When I eventually lay down on my deathbed and look back over the years, who do you think will stick out the most?
It will be those who had the greatest impact on my life.
The people who lifted me up, pushed me forward, and pulled me ahead. The people who I’ve built deep relationships with.
For me, those people are my friends and my family members; they are my coworkers, former bosses, and past teachers and mentors. They are the individuals I’ve known for years, and they are those I was fortunate to have in my life for short yet spectacular periods of time.
They are the people I’ve had direct contact with.
Of course, I’ve built some amazing relationships over social media. I’ve learned a great deal from them, too. But when I look at the big picture of my life, those online connections are few in comparison to those I’ve made in the physical world.
Books, blogs, videos, podcasts, and online communities have played their part, but I’ve gotten to where I am today as a result of real-life relationships.
I mean no offence to my virtual cohorts, but we only see the versions of ourselves we choose to show. Rarely are we privy to the entirety of each other’s lives. And it’s nearly impossible to feel the energy of another person through the luminous lens of social media.
On the other hand, those closest to us know who we truly are – sometimes better than we know ourselves.
Build your own personal board of directors
You see, a friend has the unique ability to push us at the perfect moment in time to give us that extra bit of motivation.
Just like your partner or a family member knows exactly when to lend their shoulder for support and when to pass along words of wisdom. While our mentors know when not to hold the punches so we don’t’ blind ourselves by ego or personal bias.

== Required actions ==
1. Summarize the passage on real-life relationships in two sentences.
2. Copy the stretch of the passage on real-life relationships from "Books, blogs, videos, podcasts, and" through "of social media." word for word.
The rows that come next have nothing to do with the passage on real-life relationships.

== Data ==
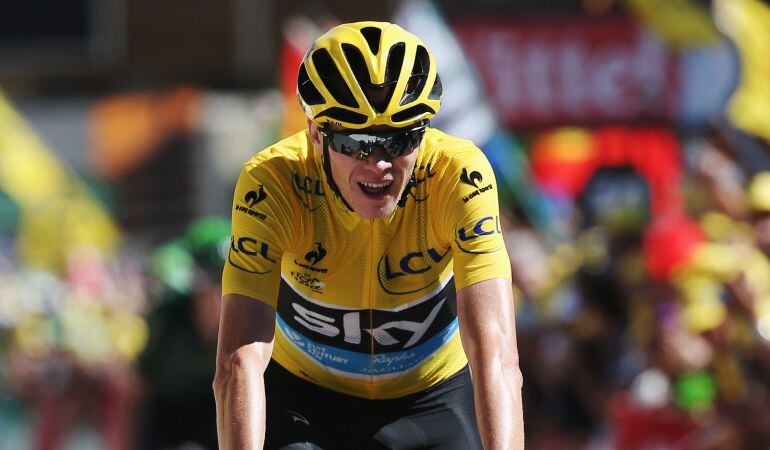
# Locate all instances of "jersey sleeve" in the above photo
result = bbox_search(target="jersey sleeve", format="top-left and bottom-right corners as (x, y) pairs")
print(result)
(222, 157), (296, 308)
(437, 141), (511, 290)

== Answers for the tasks ==
1. The writer expects that the people who will stand out most at the end of life are those with the greatest impact, such as friends, family, coworkers, former bosses, teachers and mentors known through direct contact. Although online connections and media have played a part, the writer credits real-life relationships for getting where things stand today, because those closest to us know who we truly are and know when to push, support or challenge us.

2.
Books, blogs, videos, podcasts, and online communities have played their part, but I’ve gotten to where I am today as a result of real-life relationships.
I mean no offence to my virtual cohorts, but we only see the versions of ourselves we choose to show. Rarely are we privy to the entirety of each other’s lives. And it’s nearly impossible to feel the energy of another person through the luminous lens of social media.